**WHAT NEEDS TO BE DONE:**
How many lines in the rows below contain the word "white"? Count only matches with the same capitalization, and reply with the number alone.

— start —

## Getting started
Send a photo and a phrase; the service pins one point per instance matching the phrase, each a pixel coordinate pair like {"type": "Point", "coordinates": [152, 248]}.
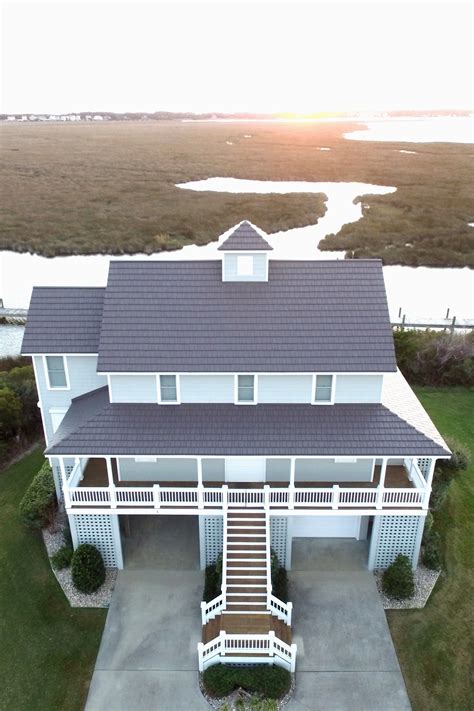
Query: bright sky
{"type": "Point", "coordinates": [235, 56]}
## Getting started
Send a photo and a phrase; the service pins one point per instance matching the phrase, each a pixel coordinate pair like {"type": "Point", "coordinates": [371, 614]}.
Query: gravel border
{"type": "Point", "coordinates": [228, 702]}
{"type": "Point", "coordinates": [425, 580]}
{"type": "Point", "coordinates": [53, 540]}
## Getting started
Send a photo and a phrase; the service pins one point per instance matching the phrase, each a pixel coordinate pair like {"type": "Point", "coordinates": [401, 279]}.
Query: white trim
{"type": "Point", "coordinates": [178, 390]}
{"type": "Point", "coordinates": [333, 389]}
{"type": "Point", "coordinates": [46, 372]}
{"type": "Point", "coordinates": [236, 390]}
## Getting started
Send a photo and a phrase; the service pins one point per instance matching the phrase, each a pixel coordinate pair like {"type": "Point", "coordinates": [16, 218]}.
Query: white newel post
{"type": "Point", "coordinates": [381, 486]}
{"type": "Point", "coordinates": [67, 498]}
{"type": "Point", "coordinates": [110, 476]}
{"type": "Point", "coordinates": [200, 485]}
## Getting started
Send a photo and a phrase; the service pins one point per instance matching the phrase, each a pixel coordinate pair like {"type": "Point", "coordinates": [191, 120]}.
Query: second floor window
{"type": "Point", "coordinates": [168, 388]}
{"type": "Point", "coordinates": [323, 389]}
{"type": "Point", "coordinates": [56, 371]}
{"type": "Point", "coordinates": [246, 388]}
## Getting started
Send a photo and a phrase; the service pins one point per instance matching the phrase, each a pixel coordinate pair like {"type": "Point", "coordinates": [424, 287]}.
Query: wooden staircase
{"type": "Point", "coordinates": [247, 574]}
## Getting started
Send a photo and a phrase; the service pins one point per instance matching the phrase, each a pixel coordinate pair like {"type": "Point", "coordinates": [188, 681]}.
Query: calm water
{"type": "Point", "coordinates": [419, 291]}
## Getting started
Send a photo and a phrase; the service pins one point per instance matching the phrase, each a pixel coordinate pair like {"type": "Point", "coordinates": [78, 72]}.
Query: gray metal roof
{"type": "Point", "coordinates": [245, 239]}
{"type": "Point", "coordinates": [94, 426]}
{"type": "Point", "coordinates": [310, 316]}
{"type": "Point", "coordinates": [63, 320]}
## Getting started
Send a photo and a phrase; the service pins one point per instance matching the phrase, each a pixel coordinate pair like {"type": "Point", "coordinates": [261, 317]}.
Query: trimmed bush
{"type": "Point", "coordinates": [38, 505]}
{"type": "Point", "coordinates": [271, 682]}
{"type": "Point", "coordinates": [431, 554]}
{"type": "Point", "coordinates": [397, 580]}
{"type": "Point", "coordinates": [87, 567]}
{"type": "Point", "coordinates": [62, 558]}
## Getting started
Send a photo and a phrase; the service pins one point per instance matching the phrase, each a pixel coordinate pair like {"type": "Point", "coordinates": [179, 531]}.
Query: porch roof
{"type": "Point", "coordinates": [93, 426]}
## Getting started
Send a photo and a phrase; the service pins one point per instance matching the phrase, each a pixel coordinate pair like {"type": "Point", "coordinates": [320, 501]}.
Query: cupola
{"type": "Point", "coordinates": [245, 255]}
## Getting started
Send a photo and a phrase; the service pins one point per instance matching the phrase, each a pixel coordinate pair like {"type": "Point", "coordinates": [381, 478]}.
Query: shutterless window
{"type": "Point", "coordinates": [56, 372]}
{"type": "Point", "coordinates": [168, 391]}
{"type": "Point", "coordinates": [245, 388]}
{"type": "Point", "coordinates": [323, 388]}
{"type": "Point", "coordinates": [245, 266]}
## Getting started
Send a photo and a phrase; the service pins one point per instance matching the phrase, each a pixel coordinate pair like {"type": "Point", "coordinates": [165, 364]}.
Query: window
{"type": "Point", "coordinates": [168, 388]}
{"type": "Point", "coordinates": [56, 371]}
{"type": "Point", "coordinates": [323, 389]}
{"type": "Point", "coordinates": [246, 388]}
{"type": "Point", "coordinates": [245, 266]}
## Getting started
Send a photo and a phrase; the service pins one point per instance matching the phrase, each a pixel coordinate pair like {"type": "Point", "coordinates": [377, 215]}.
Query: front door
{"type": "Point", "coordinates": [245, 469]}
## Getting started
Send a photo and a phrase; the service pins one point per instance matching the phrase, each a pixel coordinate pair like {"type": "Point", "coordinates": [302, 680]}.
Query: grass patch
{"type": "Point", "coordinates": [110, 188]}
{"type": "Point", "coordinates": [47, 649]}
{"type": "Point", "coordinates": [435, 645]}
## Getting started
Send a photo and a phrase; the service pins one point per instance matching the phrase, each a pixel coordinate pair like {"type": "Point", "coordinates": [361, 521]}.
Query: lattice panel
{"type": "Point", "coordinates": [397, 534]}
{"type": "Point", "coordinates": [424, 463]}
{"type": "Point", "coordinates": [213, 537]}
{"type": "Point", "coordinates": [97, 530]}
{"type": "Point", "coordinates": [279, 537]}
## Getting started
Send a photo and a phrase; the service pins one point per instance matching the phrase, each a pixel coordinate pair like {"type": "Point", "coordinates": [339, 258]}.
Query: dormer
{"type": "Point", "coordinates": [245, 255]}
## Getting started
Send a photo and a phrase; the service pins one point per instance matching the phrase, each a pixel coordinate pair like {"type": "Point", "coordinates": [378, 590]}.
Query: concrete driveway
{"type": "Point", "coordinates": [148, 655]}
{"type": "Point", "coordinates": [346, 659]}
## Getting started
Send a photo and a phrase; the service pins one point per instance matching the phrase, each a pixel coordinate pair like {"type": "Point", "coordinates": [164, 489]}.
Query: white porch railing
{"type": "Point", "coordinates": [212, 498]}
{"type": "Point", "coordinates": [247, 649]}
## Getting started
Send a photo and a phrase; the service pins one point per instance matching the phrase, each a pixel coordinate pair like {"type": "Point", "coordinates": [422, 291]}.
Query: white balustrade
{"type": "Point", "coordinates": [250, 648]}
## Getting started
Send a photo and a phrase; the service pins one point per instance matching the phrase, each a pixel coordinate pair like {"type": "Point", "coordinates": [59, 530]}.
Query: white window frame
{"type": "Point", "coordinates": [66, 372]}
{"type": "Point", "coordinates": [245, 265]}
{"type": "Point", "coordinates": [236, 390]}
{"type": "Point", "coordinates": [178, 390]}
{"type": "Point", "coordinates": [313, 390]}
{"type": "Point", "coordinates": [57, 411]}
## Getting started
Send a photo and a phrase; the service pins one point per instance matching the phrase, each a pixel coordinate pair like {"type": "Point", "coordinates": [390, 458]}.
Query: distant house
{"type": "Point", "coordinates": [260, 396]}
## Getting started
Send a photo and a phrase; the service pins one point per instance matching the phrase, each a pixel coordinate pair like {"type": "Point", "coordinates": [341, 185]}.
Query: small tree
{"type": "Point", "coordinates": [398, 581]}
{"type": "Point", "coordinates": [87, 568]}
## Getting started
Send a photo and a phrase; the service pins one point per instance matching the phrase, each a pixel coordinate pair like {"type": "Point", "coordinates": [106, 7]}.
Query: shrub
{"type": "Point", "coordinates": [398, 581]}
{"type": "Point", "coordinates": [431, 554]}
{"type": "Point", "coordinates": [39, 501]}
{"type": "Point", "coordinates": [87, 567]}
{"type": "Point", "coordinates": [271, 682]}
{"type": "Point", "coordinates": [62, 558]}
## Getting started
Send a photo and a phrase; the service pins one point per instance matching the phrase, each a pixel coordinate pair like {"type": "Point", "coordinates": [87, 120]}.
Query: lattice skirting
{"type": "Point", "coordinates": [392, 535]}
{"type": "Point", "coordinates": [211, 538]}
{"type": "Point", "coordinates": [279, 537]}
{"type": "Point", "coordinates": [103, 532]}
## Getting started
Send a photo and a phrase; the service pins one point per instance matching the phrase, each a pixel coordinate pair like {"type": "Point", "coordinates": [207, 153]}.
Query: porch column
{"type": "Point", "coordinates": [110, 476]}
{"type": "Point", "coordinates": [381, 486]}
{"type": "Point", "coordinates": [200, 487]}
{"type": "Point", "coordinates": [291, 493]}
{"type": "Point", "coordinates": [65, 486]}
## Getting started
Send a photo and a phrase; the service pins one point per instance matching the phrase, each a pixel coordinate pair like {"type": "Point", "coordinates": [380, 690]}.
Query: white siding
{"type": "Point", "coordinates": [82, 378]}
{"type": "Point", "coordinates": [207, 388]}
{"type": "Point", "coordinates": [133, 388]}
{"type": "Point", "coordinates": [329, 470]}
{"type": "Point", "coordinates": [284, 388]}
{"type": "Point", "coordinates": [163, 469]}
{"type": "Point", "coordinates": [358, 388]}
{"type": "Point", "coordinates": [230, 267]}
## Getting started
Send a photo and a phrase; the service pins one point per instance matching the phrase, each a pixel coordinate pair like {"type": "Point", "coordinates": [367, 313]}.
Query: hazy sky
{"type": "Point", "coordinates": [235, 56]}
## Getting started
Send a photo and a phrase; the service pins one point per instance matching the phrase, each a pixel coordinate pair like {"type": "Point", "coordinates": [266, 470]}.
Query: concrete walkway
{"type": "Point", "coordinates": [346, 659]}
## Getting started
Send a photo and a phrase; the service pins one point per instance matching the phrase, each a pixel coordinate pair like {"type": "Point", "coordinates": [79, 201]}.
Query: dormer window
{"type": "Point", "coordinates": [245, 265]}
{"type": "Point", "coordinates": [168, 389]}
{"type": "Point", "coordinates": [323, 389]}
{"type": "Point", "coordinates": [245, 390]}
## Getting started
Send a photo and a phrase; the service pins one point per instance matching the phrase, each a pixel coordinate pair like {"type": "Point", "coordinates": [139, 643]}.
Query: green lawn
{"type": "Point", "coordinates": [436, 645]}
{"type": "Point", "coordinates": [47, 649]}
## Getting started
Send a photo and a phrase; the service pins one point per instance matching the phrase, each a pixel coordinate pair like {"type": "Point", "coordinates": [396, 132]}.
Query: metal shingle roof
{"type": "Point", "coordinates": [310, 316]}
{"type": "Point", "coordinates": [94, 426]}
{"type": "Point", "coordinates": [245, 238]}
{"type": "Point", "coordinates": [63, 320]}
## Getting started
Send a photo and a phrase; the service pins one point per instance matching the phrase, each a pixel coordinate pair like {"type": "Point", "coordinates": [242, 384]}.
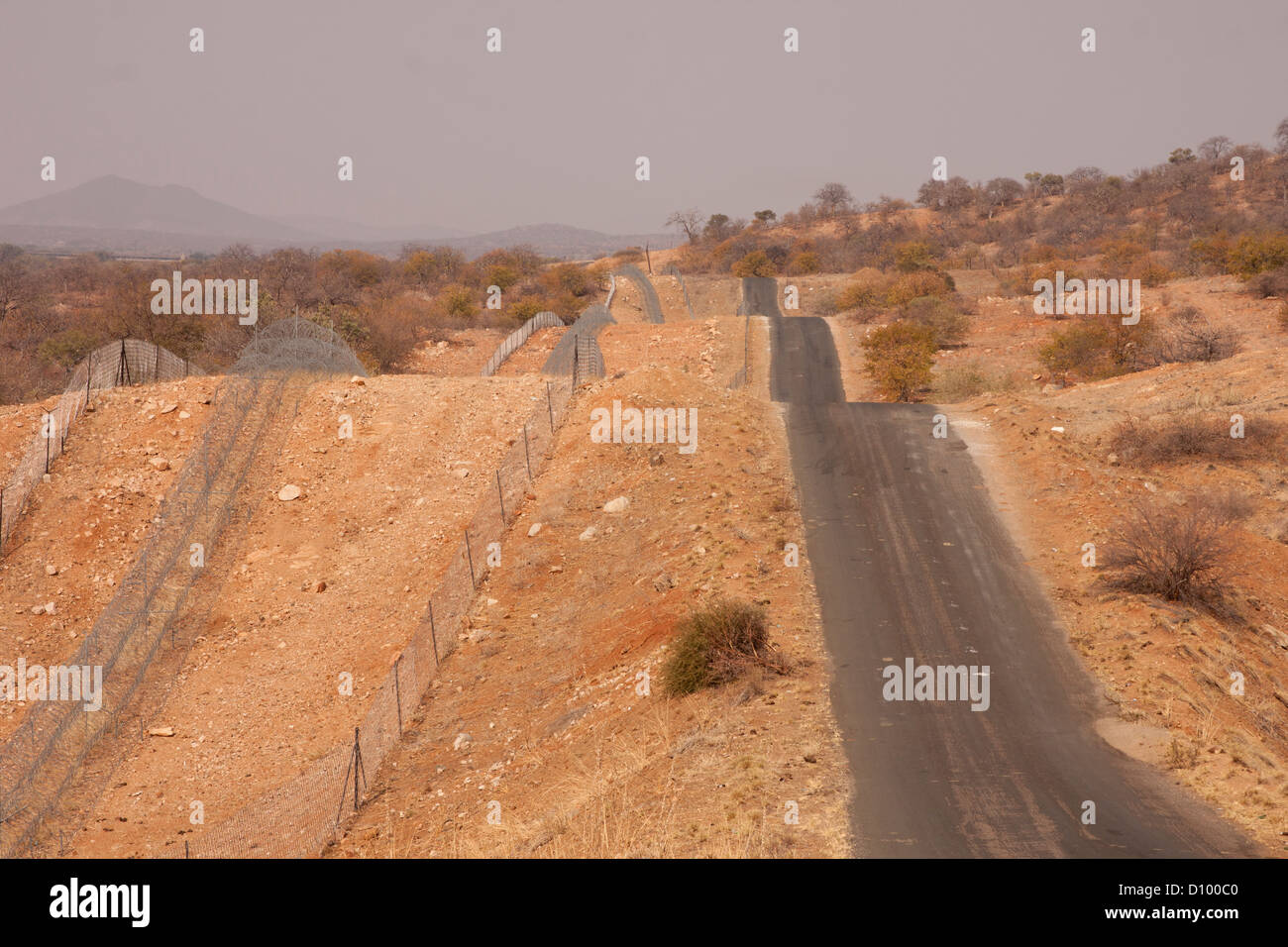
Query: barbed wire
{"type": "Point", "coordinates": [42, 761]}
{"type": "Point", "coordinates": [125, 363]}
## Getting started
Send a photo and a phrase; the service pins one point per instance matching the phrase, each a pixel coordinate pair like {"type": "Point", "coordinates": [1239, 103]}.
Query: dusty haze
{"type": "Point", "coordinates": [449, 136]}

— end —

**SOLUTION FOR THIS EXERCISE:**
6